▶ **Brano fornito**:
==*==
Giallo in clinica: precipita dalle scale e muore

Giallo in clinica: precipita dalle scale e muore

Katiangela Neri

Precipita con la sua carrozzella dalle scale della casa di cura e muore dopo alcuni giorni d’agonia. È la storia di un anziano invalido sul cui decesso avvenuto il 10 gennaio scorso - e di cui si è avuta notizia solo nelle ultime ore - la Procura della Repubblica ha aperto un fascicolo (per ora ancora contro ignoti) per l’ipotesi di omicidio colposo. L’uomo si chiamava Salvatore Furciniti, aveva 77 anni, era di origini calabresi e da qualche tempo era ricoverato nella clinica a lunga degenza «Villa Maria Immacolata» di via del Casaletto, a Monteverde: la morte è avvenuta nel reparto di Terapia intensiva Neurochirurgica dell’ospedale San Camillo dove il pensionato era stato trasportato per il trauma riportato nella caduta.
==*==
▶ **Segmento di dati**:
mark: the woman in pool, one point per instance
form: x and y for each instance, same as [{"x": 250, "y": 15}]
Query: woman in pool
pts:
==*==
▶ **Attività 1**:
Estrai dall'articolo sulla morte in clinica la parte che si apre con le parole «Precipita con la» e si chiude con «riportato nella caduta.».
▶ **Attività 2**:
Rispondi a queste domande sull'articolo sulla morte in clinica:
(a) Quanti anni aveva Salvatore Furciniti?
(b) In quale via si trova la clinica «Villa Maria Immacolata»?
(c) In quale reparto del San Camillo è avvenuta la morte?
▶ **Attività 3**:
Prosegui l'articolo sulla morte in clinica a partire dalla sua ultima frase.

▶ **Risposta all'esercizio 1**:
Precipita con la sua carrozzella dalle scale della casa di cura e muore dopo alcuni giorni d’agonia. È la storia di un anziano invalido sul cui decesso avvenuto il 10 gennaio scorso - e di cui si è avuta notizia solo nelle ultime ore - la Procura della Repubblica ha aperto un fascicolo (per ora ancora contro ignoti) per l’ipotesi di omicidio colposo. L’uomo si chiamava Salvatore Furciniti, aveva 77 anni, era di origini calabresi e da qualche tempo era ricoverato nella clinica a lunga degenza «Villa Maria Immacolata» di via del Casaletto, a Monteverde: la morte è avvenuta nel reparto di Terapia intensiva Neurochirurgica dell’ospedale San Camillo dove il pensionato era stato trasportato per il trauma riportato nella caduta.

▶ **Risposta all'esercizio 2**:
(a) 77 anni.
(b) In via del Casaletto, a Monteverde.
(c) Nel reparto di Terapia intensiva Neurochirurgica.

▶ **Risposta all'esercizio 3**:
È il pubblico ministero Erminio Amelio a occuparsi dell’inchiesta dopo la denuncia formalizzata dalla figlia della vittima negli uffici del commissariato di zona, che era stato allertato dallo stesso nosocomio di circonvallazione Gianicolense. Gli investigatori del XVI distretto avrebbero già ascoltato il responsabile di «Villa Maria Immacolata», il medico di guardia al momento dell’incidente proprio allo scopo di chiarire meglio e nei dettagli l’accaduto e accertare eventuali responsabilità legate alla sorveglianza del paziente. Sarà fondamentale a questo punto soprattutto l’esito dell’esame autoptico disposto dal magistrato ed eseguito all’istituto di Medicina legale dell’Università Cattolica.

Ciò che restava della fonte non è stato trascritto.